- **Page text**:
************

Jobs are registered with full configuration:

scheduler.register_job(
    "toc_rollup_day",           // Unique name
    "0 0 1 * * *",              // Cron expression
    Some("America/New_York"),   // Timezone (or None for default)
    OverlapPolicy::Skip,        // Overlap handling
    JitterConfig::new(300),     // Up to 5 min jitter
    || async {                  // Job function
        do_work().await
    },
).await?;

Validation performed:

Cron expression syntax validation via croner
Timezone string validation via chrono-tz
Registration in JobRegistry with initial status

Scheduling Phase

When the cron trigger fires:

// Inside the job wrapper
Box::pin(async move {
    // 1. Check pause state
    if registry.is_paused(&name) {
        registry.record_complete(&name, JobResult::Skipped("paused".into()), 0);
        return;
    }

    // 2. Try to acquire overlap guard
    let run_guard = match guard.try_acquire() {
        Some(g) => g,
        None => {
            registry.record_complete(&name, JobResult::Skipped("overlap".into()), 0);
            return;
        }
    };

    // 3. Record start
    registry.record_start(&name);

    // 4. Apply jitter delay
    if max_jitter_secs > 0 {
        tokio::time::sleep(jitter_duration).await;
    }

    // 5. Execute job function
    let result = job_fn().await;

    // 6. Record completion
    registry.record_complete(&name, result, duration_ms);

    // 7. RunGuard dropped here - releases overlap lock
})

************

- **The tasks**:
1) In the page text, what does the job wrapper do when a paused job's cron trigger fires?
2) In the page text, change "Unique name" to "Distinct name" in the passage between "Jobs are registered" and "None for default)", inclusive.

- **Provided material**:
************

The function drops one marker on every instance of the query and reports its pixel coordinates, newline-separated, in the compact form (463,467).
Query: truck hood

************

- **Results of the tasks**:
1) The wrapper checks the pause state first. If the job is paused, it records a completion with the result Skipped("paused") and a duration of 0, then returns without running the job.

2)
Jobs are registered with full configuration:

scheduler.register_job(
    "toc_rollup_day",           // Distinct name
    "0 0 1 * * *",              // Cron expression
    Some("America/New_York"),   // Timezone (or None for default)